WORK REQUIRED: Put the rows below into a numbered list, skipping any blank lines. Leave out the pictures.

INFORMATION SUPPLIED:
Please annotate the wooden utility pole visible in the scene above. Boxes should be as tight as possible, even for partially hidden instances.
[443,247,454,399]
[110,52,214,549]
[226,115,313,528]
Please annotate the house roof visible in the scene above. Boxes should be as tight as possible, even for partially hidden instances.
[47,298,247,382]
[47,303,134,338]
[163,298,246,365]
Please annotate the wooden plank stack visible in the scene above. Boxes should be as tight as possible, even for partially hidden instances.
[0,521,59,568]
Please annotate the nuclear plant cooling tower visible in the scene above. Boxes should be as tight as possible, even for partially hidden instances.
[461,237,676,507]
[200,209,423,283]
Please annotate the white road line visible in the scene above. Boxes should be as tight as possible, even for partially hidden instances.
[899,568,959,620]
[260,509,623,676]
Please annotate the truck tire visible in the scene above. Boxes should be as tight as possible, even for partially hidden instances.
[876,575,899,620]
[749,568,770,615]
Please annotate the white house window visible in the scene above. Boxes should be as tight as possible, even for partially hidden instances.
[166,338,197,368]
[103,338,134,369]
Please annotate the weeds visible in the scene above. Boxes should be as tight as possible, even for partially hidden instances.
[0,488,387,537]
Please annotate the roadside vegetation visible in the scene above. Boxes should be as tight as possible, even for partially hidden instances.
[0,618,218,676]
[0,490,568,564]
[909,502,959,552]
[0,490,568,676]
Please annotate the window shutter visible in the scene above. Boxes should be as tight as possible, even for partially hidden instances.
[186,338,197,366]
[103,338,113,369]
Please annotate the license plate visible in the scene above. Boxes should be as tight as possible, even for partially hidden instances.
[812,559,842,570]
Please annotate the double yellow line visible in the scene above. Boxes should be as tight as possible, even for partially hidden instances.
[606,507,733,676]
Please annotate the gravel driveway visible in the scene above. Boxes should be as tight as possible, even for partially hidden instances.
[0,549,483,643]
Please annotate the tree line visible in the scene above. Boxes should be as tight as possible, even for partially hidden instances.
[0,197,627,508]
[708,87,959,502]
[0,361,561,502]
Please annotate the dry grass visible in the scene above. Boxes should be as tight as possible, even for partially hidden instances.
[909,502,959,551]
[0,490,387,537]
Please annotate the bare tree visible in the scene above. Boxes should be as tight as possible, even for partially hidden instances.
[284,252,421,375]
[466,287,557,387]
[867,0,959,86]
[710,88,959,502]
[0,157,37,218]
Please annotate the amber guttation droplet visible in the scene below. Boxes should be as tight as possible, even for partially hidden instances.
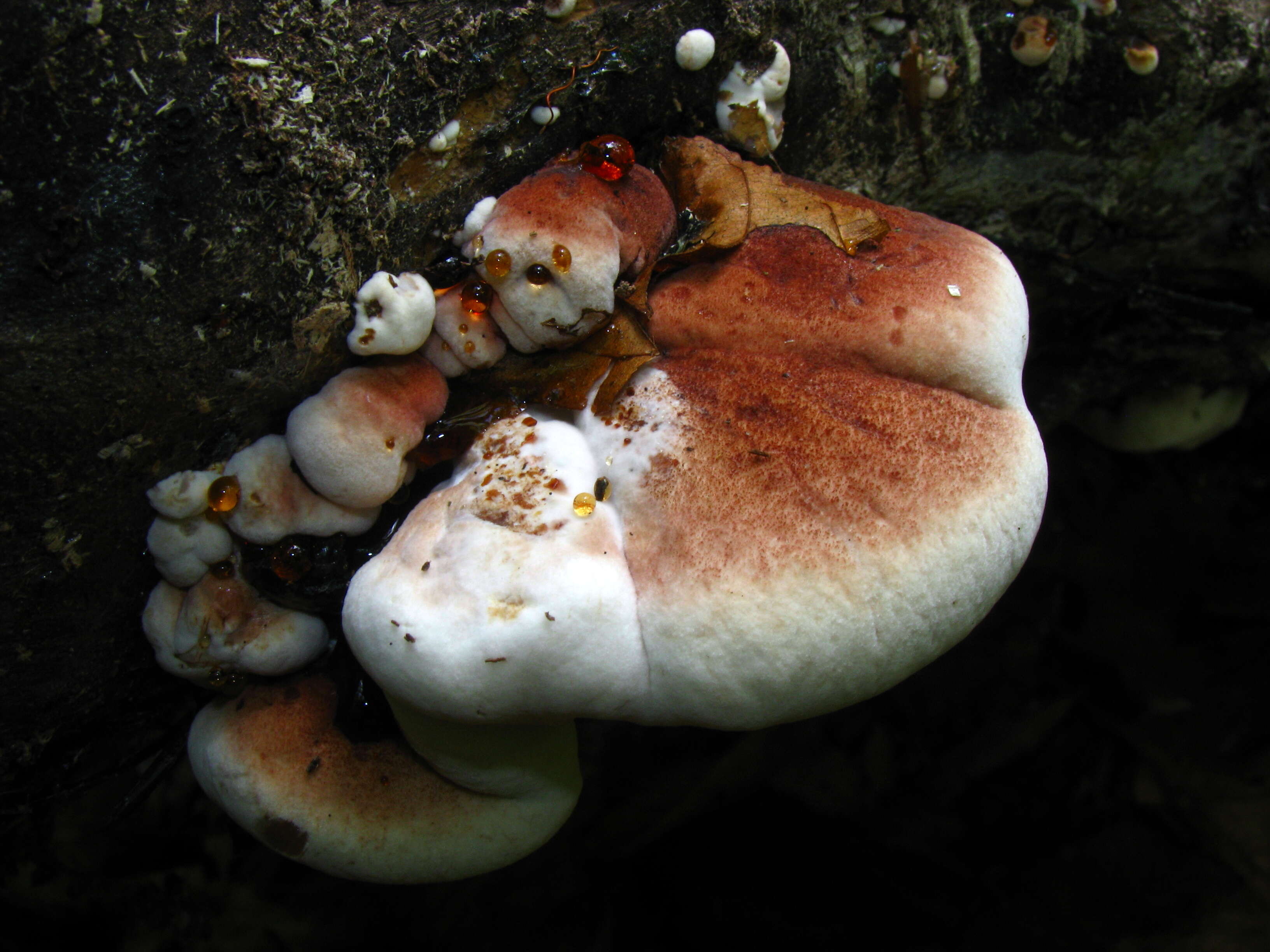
[596,476,614,503]
[269,542,314,583]
[578,136,635,182]
[551,245,573,274]
[485,247,512,278]
[458,280,494,313]
[207,476,241,513]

RESPONSE TO THE TASK:
1. Please annotate the wooden utility pole visible in the scene above. Boxes should be as tight as possible, even for partially hidden instances.
2. [443,247,454,399]
3. [110,52,214,549]
4. [226,115,313,528]
5. Please annotate the house roof visible in the scene above. Boxes should be as tight as possible, even for partially hidden instances.
6. [47,298,247,382]
7. [47,303,134,338]
8. [163,298,246,365]
9. Please annotate the wooden plank stack visible in the scene above. Boxes should be as tight as possible, even for partially hidden instances.
10. [0,521,59,568]
11. Please annotate the nuclear plant cooling tower visible in the scene above. Boxes should be as tight as possible, even for partially hidden instances.
12. [461,237,676,507]
13. [200,209,423,283]
14. Please annotate the white road line visible in the scene above. Boxes should be as tight as possible, even for partially hidden instances.
15. [899,568,959,620]
16. [260,509,623,676]
17. Please annotate the truck tire visible in the scene above. Boxes should be as tight as possible, even for partially hidden instances.
18. [876,575,899,620]
19. [749,568,770,615]
20. Please annotate the white house window visible in the scene above. Boxes should be as tight as possible, even for partially hidden instances.
21. [166,338,197,368]
22. [103,338,134,369]
23. Please annotate the weeds visible in the scene above. Boxes should be as tight as possible, even for partially hidden instances.
24. [0,488,387,537]
25. Please annotate the roadside vegetation visible in the scene above. Boxes should be as tight as possible, even for partially hidden instances.
26. [0,618,218,676]
27. [0,490,568,564]
28. [909,502,959,552]
29. [0,490,568,676]
30. Please annotate the window shutter visible in the scene above. Boxes should be as tight as possible, even for partially hidden instances.
31. [186,338,197,366]
32. [103,338,113,369]
33. Please annotate the license plate visible in the scene above. Boxes should be as tight as possible, even for partially hidden instances.
34. [812,559,842,570]
35. Please annotate the double yellow line visible in the scene above. Boxes should be as tight as possible, even for partially hidden instances.
36. [606,507,733,676]
37. Please annotate the gravel driveway visible in the scene above. Boxes should be as tight as possible, even for partially hidden instances.
38. [0,549,483,643]
39. Please annotate the tree line visible in the scene above. Boxes should be as tight as possible, even for partially hidden instances.
40. [0,197,627,508]
41. [708,87,959,502]
42. [0,361,561,502]
43. Please annotate the dry grass visible in the scene above. Boxes should be as tight as possible, even for partially hidden instances.
44. [909,502,959,551]
45. [0,490,387,537]
46. Please annotate the bare tree visible in the scene above. Boxes should be as tight as possible, even for partially hidden instances.
47. [284,252,421,375]
48. [466,287,557,387]
49. [867,0,959,86]
50. [710,88,959,502]
51. [0,157,37,218]
52. Please annotate the amber guttation droplet visible in the scene below. Boxes should be as tight as possible, even for partially hidden instances.
53. [596,476,614,503]
54. [269,542,314,583]
55. [578,136,635,182]
56. [551,245,573,274]
57. [485,247,512,278]
58. [458,280,494,313]
59. [207,476,241,513]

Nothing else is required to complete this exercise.